EXERCISE TASK
Will you repeat the rows word for word, starting at the first line of the rows and ending after the line that contains "[306,152,408,173]"?

EXERCISE INPUT
§ §
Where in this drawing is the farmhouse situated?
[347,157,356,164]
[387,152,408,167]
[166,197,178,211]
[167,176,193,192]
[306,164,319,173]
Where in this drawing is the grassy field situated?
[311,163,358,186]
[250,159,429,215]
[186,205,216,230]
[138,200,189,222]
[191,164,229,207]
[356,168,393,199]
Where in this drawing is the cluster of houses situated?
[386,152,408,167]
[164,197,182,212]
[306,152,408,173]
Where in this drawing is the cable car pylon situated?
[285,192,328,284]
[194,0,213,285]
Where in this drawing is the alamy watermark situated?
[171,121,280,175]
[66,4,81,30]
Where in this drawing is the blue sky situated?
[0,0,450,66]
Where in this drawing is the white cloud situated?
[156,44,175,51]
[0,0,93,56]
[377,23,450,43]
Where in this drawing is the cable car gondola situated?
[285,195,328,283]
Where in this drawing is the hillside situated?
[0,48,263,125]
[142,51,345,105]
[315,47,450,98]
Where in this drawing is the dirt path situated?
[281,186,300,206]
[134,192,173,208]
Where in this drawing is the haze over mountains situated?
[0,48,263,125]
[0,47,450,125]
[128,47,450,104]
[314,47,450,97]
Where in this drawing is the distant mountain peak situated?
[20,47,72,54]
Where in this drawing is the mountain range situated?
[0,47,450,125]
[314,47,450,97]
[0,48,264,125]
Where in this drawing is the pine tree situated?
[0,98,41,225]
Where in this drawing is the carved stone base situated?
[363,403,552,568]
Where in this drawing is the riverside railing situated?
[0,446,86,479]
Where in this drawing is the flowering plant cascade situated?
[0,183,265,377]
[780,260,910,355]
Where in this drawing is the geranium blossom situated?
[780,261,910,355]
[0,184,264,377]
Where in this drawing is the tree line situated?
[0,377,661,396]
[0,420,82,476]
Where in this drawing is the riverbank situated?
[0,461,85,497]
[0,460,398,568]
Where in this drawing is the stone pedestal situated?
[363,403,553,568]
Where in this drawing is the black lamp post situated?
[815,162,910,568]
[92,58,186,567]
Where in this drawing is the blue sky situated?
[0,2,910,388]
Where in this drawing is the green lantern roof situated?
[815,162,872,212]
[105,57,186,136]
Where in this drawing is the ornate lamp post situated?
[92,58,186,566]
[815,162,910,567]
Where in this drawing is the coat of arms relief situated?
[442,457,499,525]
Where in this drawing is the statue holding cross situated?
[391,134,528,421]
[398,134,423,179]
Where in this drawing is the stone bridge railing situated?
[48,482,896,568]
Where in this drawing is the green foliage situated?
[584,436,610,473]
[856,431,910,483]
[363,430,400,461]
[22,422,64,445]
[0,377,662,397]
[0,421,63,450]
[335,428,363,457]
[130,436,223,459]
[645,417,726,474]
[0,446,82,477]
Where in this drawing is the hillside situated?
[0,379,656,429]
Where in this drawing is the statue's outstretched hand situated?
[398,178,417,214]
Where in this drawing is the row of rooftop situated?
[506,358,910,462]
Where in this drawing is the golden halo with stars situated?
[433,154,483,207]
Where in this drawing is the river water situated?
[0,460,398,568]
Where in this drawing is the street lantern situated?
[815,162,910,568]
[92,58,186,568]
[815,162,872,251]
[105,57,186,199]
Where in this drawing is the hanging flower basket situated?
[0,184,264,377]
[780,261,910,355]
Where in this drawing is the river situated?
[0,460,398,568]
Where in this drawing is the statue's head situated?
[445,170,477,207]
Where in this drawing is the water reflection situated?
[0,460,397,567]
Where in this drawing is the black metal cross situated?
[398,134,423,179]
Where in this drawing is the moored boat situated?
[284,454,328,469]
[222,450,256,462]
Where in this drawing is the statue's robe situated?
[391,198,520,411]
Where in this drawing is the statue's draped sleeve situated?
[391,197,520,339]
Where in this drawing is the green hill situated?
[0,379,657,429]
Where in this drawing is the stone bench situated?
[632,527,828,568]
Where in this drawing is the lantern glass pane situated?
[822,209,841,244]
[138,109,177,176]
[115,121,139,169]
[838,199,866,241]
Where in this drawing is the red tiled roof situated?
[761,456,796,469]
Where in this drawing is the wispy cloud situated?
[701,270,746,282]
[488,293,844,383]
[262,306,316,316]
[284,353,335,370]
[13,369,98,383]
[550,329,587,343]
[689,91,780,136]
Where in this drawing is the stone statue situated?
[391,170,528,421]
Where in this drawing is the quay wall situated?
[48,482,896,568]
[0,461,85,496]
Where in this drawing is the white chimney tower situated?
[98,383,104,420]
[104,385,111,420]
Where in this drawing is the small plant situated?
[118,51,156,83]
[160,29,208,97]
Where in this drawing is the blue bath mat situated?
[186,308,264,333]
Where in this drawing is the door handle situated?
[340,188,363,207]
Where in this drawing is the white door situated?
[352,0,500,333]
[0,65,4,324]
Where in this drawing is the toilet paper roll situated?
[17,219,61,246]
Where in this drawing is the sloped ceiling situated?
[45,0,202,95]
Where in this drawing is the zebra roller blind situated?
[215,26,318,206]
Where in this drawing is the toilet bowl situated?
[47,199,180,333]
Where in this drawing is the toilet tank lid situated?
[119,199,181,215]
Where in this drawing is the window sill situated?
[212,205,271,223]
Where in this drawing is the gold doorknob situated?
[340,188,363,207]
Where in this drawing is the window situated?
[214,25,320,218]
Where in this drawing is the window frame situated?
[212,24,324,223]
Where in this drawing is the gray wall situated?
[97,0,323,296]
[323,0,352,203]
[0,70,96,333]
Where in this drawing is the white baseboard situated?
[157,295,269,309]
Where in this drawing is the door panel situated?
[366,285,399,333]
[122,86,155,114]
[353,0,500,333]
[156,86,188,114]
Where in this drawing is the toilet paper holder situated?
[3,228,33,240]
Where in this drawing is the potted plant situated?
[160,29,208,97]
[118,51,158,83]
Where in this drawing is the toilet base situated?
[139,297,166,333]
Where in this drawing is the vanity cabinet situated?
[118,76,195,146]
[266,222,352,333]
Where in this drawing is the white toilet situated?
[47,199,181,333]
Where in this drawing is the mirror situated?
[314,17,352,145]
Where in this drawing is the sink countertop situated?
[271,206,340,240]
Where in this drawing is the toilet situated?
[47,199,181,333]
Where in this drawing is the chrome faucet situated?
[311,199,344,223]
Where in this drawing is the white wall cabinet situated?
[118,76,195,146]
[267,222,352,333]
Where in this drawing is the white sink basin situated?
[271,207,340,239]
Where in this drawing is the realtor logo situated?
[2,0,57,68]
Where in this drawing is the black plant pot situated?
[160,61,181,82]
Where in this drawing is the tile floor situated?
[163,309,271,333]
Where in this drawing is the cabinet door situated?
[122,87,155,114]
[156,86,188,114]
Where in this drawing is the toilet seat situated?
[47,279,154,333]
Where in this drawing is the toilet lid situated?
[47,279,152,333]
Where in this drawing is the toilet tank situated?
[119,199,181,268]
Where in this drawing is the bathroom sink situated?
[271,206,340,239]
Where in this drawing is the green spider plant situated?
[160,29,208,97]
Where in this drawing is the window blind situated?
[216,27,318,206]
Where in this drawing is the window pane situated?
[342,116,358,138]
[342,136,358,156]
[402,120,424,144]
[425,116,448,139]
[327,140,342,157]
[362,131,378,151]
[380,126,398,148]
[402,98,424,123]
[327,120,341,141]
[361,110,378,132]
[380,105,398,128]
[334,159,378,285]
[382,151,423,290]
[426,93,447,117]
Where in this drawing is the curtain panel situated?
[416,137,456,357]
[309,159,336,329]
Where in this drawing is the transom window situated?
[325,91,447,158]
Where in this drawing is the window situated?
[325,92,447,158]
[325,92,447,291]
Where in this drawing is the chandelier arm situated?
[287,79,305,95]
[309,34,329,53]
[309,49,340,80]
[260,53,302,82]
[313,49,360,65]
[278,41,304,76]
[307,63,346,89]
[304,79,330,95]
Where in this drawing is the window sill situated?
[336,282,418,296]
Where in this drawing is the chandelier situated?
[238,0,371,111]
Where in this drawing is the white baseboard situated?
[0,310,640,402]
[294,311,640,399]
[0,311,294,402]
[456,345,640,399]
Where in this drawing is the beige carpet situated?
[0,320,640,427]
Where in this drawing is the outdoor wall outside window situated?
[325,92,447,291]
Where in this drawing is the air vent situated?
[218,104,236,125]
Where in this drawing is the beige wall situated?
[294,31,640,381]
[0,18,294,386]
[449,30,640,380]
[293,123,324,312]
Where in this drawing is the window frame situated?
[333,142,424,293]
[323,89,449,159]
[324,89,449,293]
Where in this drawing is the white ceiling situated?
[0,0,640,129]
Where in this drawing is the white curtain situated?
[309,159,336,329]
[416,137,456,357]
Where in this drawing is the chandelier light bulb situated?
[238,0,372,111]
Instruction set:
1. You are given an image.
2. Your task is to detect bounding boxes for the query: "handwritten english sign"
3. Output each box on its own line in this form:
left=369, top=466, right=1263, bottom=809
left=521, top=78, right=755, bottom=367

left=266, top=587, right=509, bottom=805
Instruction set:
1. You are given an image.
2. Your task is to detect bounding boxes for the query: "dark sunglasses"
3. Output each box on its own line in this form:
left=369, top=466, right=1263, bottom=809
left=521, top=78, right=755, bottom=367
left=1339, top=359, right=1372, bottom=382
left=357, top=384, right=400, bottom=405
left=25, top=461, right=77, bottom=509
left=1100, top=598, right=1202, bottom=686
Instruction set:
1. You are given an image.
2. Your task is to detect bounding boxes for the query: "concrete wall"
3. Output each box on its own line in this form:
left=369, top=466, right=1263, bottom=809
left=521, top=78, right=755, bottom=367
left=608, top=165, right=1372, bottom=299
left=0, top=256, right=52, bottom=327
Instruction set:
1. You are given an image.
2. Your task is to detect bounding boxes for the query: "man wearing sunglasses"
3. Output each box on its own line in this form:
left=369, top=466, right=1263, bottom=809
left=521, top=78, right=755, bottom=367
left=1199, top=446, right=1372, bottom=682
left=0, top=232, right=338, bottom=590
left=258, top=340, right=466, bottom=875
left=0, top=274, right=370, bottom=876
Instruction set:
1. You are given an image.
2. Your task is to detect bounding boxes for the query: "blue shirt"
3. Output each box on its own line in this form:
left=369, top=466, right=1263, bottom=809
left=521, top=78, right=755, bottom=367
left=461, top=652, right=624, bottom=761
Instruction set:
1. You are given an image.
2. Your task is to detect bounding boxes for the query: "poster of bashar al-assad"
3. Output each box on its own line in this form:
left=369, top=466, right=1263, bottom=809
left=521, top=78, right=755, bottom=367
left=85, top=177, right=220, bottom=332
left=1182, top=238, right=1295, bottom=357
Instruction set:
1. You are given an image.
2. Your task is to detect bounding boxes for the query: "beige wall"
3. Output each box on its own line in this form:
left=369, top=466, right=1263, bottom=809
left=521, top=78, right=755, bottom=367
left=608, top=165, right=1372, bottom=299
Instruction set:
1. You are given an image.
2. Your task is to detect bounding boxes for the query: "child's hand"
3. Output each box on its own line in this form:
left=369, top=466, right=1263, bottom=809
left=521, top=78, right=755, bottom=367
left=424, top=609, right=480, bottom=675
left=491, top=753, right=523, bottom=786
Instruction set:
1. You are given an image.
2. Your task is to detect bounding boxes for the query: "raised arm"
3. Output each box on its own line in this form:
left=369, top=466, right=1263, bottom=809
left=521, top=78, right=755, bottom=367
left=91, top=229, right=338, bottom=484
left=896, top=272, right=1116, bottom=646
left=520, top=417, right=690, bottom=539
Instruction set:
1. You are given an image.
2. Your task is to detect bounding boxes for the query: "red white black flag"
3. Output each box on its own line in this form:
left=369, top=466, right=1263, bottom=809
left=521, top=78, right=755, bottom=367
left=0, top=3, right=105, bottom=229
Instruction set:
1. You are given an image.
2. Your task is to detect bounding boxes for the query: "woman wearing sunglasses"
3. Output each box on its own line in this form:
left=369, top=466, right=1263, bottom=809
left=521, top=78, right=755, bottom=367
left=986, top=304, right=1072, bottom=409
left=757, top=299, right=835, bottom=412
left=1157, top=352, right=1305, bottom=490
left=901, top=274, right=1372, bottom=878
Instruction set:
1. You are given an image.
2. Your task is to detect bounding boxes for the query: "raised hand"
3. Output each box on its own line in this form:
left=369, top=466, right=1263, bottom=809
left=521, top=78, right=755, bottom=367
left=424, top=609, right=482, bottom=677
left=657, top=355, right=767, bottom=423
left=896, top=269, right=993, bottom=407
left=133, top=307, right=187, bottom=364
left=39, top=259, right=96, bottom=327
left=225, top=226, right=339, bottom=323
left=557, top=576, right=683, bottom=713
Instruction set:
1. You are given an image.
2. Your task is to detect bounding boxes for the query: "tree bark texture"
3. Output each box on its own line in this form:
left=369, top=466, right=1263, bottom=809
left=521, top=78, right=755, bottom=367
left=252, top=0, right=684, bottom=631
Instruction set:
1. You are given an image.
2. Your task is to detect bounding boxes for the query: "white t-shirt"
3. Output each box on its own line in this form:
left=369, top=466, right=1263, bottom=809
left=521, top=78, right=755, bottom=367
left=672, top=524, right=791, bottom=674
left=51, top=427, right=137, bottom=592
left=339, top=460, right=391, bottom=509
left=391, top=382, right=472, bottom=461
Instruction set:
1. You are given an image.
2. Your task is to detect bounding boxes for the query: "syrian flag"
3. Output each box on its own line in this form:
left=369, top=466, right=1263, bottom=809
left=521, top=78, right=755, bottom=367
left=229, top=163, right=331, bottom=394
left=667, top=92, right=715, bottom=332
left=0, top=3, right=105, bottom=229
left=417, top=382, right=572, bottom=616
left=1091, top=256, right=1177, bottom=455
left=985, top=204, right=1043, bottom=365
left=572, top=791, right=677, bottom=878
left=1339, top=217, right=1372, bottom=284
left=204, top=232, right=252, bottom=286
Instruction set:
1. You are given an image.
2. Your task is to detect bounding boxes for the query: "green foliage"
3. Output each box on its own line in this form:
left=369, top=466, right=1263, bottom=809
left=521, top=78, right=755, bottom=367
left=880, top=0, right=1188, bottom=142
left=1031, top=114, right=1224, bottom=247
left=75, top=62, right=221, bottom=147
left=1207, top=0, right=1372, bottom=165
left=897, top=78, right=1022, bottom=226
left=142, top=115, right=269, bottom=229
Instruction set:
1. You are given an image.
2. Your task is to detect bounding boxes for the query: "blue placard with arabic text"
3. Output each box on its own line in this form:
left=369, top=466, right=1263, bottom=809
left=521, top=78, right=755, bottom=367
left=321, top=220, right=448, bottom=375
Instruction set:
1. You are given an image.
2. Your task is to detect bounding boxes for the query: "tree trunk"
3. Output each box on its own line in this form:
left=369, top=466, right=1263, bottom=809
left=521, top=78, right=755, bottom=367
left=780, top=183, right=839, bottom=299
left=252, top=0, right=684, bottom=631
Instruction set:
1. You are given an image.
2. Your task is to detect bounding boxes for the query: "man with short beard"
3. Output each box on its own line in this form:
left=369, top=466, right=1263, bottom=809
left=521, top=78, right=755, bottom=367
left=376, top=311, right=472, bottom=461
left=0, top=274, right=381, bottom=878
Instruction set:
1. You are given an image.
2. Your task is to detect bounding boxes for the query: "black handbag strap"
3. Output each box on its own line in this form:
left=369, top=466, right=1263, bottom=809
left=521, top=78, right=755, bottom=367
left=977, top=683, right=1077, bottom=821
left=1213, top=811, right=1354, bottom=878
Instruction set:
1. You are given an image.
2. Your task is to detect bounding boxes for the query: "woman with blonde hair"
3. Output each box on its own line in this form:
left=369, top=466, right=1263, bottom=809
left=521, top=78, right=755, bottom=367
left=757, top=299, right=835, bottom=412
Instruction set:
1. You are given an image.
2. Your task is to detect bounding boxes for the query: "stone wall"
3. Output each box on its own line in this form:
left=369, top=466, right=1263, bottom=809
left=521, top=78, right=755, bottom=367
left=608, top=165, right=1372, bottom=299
§ §
ANSWER IN FULL
Where in this drawing is the farmhouse situated?
[347,157,356,164]
[387,152,408,167]
[166,197,178,211]
[167,176,193,192]
[306,164,319,173]
Where in this drawing is the grassy field situated?
[311,163,358,186]
[250,159,429,215]
[186,205,216,230]
[138,200,189,222]
[191,164,229,207]
[356,168,393,199]
Where in this drawing is the cluster of houses situated?
[386,152,408,167]
[164,197,182,212]
[306,152,408,173]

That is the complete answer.